### [Your instructions]
Can you reproduce the part of the quantum cryptography text that opens with the words containing "I've seen that" and closes with "quantum crypto system?", swapping "regular geeks" for "hobbyists"?

### [Text shown]
* * *

Quantum Cryptography Leaving the Lab
Theodore Logan writes "More than a year ago, MagiQ announced the world's first commercial quantum cryptography system (pdf), with ID Quantique following closely in their footsteps. Currently, the technology is limited to offering point-to-point connections up to a maximum distance of around 50 km, but this is likely to be greatly improved on in coming years. The systems available today are prohibitely expensive for the average Joe (MagiQ's are priced at more than $50,000 per unit), but one could envision a future in which they are built into the infrastructure by non-end user actors. Does this spell the end of the field of cryptography? Will systems like this ever become commonplace, or will they be reserved for sensitive financial transactions and military applications? What impact will quantum cryptography have on society? Good articles available from International Herald Tribune, EE Times and CNET."
I've seen that regular geeks can build things such as quantum force microscopes in their own homes, how hard would it be for someone to build a quantum crypto system?

* * *

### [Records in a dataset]

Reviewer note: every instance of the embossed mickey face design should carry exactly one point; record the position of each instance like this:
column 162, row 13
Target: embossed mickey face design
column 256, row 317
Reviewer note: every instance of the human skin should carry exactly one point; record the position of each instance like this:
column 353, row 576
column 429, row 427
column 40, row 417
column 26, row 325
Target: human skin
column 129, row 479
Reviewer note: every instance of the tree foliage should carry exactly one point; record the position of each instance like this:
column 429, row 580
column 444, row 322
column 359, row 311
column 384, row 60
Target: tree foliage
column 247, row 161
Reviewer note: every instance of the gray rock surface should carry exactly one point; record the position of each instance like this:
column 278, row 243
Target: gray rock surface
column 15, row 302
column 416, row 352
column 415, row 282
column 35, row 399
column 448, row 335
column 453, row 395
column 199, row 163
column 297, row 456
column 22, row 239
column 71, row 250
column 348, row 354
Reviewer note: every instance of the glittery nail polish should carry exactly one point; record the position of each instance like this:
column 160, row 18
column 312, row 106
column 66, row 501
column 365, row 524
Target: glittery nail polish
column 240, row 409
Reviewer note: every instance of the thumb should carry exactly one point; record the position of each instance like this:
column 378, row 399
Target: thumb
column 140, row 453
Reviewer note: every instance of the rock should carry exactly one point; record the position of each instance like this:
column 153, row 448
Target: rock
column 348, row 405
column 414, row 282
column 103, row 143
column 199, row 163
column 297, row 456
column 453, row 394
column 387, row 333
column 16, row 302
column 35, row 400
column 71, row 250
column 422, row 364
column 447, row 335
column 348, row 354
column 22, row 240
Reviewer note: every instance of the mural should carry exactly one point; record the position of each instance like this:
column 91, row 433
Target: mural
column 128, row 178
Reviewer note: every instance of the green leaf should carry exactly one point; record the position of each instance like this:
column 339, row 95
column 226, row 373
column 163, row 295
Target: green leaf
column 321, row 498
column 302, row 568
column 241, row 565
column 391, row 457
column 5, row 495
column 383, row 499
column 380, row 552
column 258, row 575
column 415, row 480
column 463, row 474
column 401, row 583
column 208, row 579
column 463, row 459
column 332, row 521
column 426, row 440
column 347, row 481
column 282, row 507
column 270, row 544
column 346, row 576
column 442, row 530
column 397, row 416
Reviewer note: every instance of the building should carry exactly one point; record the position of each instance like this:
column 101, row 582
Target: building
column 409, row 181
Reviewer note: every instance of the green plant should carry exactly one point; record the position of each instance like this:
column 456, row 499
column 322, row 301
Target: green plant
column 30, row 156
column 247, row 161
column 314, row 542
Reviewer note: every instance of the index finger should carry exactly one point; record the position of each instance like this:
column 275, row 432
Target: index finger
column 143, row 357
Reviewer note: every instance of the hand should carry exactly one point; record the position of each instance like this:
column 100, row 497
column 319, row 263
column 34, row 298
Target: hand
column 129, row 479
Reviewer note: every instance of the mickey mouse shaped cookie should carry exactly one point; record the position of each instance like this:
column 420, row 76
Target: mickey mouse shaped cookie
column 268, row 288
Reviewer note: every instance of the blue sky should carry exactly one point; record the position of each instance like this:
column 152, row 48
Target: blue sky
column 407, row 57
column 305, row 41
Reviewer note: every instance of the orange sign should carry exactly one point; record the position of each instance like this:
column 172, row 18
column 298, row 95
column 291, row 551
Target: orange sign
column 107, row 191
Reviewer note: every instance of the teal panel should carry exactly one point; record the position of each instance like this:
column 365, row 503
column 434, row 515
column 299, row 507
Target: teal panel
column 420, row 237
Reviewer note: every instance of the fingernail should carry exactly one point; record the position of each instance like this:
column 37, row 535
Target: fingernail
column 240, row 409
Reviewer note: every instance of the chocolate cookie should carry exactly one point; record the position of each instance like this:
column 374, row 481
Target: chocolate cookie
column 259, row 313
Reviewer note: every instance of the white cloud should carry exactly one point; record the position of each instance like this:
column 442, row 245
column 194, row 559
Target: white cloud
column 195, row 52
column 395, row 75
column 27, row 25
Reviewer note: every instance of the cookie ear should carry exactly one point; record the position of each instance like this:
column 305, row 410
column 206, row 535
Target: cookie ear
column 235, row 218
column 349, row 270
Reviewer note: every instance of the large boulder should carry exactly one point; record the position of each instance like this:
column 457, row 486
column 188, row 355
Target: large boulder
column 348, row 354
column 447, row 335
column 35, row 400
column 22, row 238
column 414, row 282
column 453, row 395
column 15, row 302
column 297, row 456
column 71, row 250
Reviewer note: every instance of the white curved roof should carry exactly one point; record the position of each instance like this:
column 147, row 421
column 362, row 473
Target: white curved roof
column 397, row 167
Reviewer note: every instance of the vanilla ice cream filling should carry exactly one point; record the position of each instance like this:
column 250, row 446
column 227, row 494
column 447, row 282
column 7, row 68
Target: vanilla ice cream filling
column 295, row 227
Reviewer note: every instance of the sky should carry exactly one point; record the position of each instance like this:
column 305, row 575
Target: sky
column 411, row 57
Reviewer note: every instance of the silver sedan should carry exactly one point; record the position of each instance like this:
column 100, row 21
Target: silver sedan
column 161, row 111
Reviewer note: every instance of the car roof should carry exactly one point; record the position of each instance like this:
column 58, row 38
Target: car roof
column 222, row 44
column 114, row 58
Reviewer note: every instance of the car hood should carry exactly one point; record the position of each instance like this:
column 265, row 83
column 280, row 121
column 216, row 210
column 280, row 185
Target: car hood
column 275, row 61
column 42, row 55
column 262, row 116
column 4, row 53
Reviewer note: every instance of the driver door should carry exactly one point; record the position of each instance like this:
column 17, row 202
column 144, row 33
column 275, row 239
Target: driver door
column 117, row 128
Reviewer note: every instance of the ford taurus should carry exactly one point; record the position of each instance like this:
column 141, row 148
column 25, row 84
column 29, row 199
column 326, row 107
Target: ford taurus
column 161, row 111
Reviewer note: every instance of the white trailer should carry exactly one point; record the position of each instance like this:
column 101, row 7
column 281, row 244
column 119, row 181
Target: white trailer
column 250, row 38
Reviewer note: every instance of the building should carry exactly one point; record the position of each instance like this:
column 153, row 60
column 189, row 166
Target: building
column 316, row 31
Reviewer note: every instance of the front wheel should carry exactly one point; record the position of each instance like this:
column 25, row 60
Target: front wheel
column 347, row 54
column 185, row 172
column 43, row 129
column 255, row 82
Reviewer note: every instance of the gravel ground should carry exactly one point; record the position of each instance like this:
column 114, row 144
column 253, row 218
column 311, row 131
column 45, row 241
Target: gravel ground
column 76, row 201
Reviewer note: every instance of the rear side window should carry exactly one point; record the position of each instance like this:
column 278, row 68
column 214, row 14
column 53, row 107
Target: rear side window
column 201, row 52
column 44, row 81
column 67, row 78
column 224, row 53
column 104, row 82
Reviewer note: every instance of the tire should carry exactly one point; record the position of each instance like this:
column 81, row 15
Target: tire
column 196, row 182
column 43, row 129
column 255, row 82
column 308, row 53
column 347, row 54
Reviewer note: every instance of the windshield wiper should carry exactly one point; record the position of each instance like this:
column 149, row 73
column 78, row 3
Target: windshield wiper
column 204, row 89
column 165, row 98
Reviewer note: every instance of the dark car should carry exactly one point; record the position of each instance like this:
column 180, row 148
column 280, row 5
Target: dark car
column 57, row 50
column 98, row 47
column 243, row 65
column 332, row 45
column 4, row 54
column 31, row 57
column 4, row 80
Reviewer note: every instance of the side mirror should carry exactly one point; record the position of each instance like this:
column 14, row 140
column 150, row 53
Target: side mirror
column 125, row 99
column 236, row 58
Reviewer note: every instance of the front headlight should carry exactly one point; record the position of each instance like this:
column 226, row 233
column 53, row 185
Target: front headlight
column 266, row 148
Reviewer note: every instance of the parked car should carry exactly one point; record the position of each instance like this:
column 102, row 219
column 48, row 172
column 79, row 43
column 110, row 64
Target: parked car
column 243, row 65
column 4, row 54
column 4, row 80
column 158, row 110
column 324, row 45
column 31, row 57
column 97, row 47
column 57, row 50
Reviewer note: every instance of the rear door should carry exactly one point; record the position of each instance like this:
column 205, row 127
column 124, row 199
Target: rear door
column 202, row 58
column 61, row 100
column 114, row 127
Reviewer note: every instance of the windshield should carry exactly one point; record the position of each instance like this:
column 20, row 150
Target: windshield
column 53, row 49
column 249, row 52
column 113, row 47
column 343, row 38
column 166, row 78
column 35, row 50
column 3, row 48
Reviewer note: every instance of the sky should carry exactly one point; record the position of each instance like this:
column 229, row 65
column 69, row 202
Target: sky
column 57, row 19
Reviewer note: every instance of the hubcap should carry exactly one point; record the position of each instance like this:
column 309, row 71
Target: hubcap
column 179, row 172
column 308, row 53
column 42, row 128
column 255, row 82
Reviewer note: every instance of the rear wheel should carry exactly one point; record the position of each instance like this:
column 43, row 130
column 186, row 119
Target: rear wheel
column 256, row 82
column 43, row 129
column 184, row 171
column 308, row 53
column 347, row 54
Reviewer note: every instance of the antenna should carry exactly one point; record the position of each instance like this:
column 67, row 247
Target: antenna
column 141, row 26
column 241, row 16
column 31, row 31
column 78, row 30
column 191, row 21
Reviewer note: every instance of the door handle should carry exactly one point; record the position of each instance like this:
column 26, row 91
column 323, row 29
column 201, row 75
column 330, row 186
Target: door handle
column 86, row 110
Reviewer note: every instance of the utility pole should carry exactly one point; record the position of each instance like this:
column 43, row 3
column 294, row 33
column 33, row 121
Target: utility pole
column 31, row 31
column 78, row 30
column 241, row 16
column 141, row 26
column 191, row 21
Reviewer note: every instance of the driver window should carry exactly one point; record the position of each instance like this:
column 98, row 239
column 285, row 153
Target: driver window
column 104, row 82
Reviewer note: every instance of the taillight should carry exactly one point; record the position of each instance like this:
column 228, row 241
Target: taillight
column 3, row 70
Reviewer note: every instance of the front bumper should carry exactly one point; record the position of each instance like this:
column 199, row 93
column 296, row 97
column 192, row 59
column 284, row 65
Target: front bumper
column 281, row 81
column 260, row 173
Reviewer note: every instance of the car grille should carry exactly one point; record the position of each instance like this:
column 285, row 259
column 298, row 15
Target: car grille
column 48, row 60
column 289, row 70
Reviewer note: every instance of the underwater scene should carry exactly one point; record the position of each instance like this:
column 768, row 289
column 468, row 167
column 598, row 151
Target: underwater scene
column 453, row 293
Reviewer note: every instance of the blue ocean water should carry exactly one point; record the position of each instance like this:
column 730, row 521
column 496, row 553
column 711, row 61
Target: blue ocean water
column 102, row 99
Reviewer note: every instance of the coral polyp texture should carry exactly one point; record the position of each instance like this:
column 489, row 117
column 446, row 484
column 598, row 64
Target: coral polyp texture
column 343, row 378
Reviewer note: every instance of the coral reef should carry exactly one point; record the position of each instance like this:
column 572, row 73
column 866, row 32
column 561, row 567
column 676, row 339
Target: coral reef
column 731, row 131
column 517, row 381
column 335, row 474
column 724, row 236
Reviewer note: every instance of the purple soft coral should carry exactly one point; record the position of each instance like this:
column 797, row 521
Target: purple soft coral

* * *

### [Result for this task]
I've seen that hobbyists can build things such as quantum force microscopes in their own homes, how hard would it be for someone to build a quantum crypto system?